Entries from a dataset:
##########
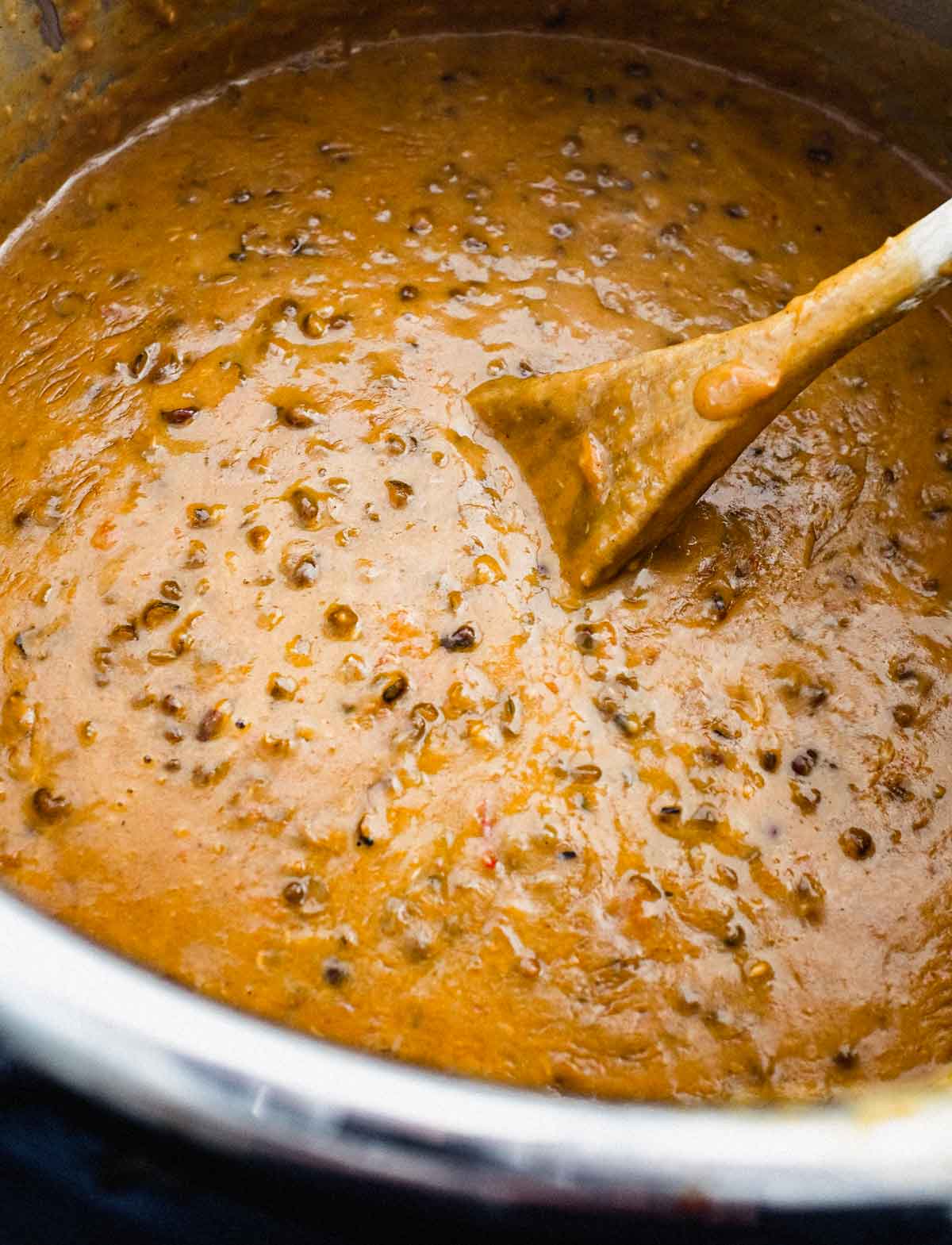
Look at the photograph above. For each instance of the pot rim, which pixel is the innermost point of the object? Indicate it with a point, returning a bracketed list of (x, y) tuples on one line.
[(152, 1048)]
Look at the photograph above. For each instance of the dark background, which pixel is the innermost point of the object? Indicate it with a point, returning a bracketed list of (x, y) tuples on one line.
[(75, 1174)]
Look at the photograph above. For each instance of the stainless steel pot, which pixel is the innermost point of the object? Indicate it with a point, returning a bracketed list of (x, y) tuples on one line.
[(71, 83)]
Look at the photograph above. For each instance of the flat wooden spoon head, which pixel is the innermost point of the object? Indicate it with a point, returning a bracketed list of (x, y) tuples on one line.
[(615, 453)]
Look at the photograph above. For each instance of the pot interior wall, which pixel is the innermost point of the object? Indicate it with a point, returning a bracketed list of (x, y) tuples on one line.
[(74, 80)]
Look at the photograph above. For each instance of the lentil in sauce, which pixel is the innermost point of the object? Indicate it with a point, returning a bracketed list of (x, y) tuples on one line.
[(297, 705)]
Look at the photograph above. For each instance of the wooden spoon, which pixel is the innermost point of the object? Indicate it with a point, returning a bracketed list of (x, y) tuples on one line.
[(616, 452)]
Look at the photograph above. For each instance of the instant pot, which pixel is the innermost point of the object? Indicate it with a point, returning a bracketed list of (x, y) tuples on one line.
[(78, 79)]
##########
Copy out all the records again, switching "photograph" to "image" and leaving every other word untouched. Omit the pictures from your copy.

§ **SOLUTION TO THE EXERCISE**:
Look at the image above. For each instance of the pot rim, which pixel is the innermost point of the object? Indicate it with a point, returning a bracketed list of (x, y) tuples on one line.
[(152, 1048)]
Look at the image above. For each instance of the dark background, which pixel is the innermost point of the object? Indicate it with a point, returning a bracketed list of (x, y) tuples on one line.
[(75, 1174)]
Look at the image above. For each instance of the stainless steel pot, which pixel is the innermost point of the object? Indicate it with a point, returning a bracketed list of (x, y) tuples on one line.
[(71, 83)]
Look at the image above. For each instance of the flat wooden spoon head, which pixel is the innermost point of the object? Indicate it with a point, returning a bracketed list of (x, y) tuples on one line.
[(615, 453)]
Look at the image above. For each instance of the pot interior wall, which pixel is the innermost point of the object? Indicate it with a point, returning a bracketed list of (x, y) tuples on one line.
[(74, 80)]
Look at the image above. For each instance of the lentil in sauce, which pixel is the innermost point of the object? Indicate it with a point, returning a bracketed list of (x, y) tuples on one line.
[(297, 705)]
Look at the image above. For each instance of the wooden spoon, which pixel is the innermost point of the object? Indicate it with a point, returning a bracketed list of (x, y) tuples on one line.
[(616, 452)]
Look at the image above. For each instance of the instant pot, which pixel is the innermost point of the object? Indicate it with a point, returning a bracketed list of (x, y) tuples on one line.
[(78, 79)]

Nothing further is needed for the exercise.